▼

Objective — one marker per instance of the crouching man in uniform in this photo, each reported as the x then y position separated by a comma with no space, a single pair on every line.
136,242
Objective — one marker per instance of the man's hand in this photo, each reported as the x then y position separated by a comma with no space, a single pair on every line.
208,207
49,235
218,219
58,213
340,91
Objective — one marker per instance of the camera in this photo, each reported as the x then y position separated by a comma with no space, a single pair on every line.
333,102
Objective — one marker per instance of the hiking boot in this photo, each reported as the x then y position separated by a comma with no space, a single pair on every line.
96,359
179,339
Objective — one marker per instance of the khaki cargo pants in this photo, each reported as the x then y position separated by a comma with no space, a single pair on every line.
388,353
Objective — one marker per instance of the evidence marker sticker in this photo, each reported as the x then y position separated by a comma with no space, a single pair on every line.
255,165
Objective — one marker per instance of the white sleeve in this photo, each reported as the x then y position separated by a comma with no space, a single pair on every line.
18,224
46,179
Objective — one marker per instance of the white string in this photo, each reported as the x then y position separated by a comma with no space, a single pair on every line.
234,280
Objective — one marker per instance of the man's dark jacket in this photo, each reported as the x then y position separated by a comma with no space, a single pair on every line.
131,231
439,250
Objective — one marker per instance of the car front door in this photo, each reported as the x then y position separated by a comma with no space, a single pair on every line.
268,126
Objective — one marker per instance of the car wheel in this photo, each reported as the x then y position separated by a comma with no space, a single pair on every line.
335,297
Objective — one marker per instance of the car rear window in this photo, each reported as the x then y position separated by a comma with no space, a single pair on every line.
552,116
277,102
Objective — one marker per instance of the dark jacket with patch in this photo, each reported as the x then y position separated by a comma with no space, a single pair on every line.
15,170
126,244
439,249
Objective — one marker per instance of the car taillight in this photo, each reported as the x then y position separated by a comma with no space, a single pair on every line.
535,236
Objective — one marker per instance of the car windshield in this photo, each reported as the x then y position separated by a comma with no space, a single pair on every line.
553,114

▲

What you should do -
Write out each line exactly, beginning at the one with "Objective — one marker per instance of the dark" and ending at the final line of the records above, with nothing added.

Solution to the exercise -
Objective — one marker per instance of the dark jacket with patch in this photo, each reported as the x then y position separated by a comma with no space, a single pair on every line.
15,170
126,244
439,249
Objective — one marker per instance of the car taillight in this photo, each reported as the x then y position separated by a comma with no space, a single pair on every line.
535,236
Objective — one marker per instance of the car windshield in this photo, each reported as the x then y position separated by a comma with no space, a single pair on every line.
553,114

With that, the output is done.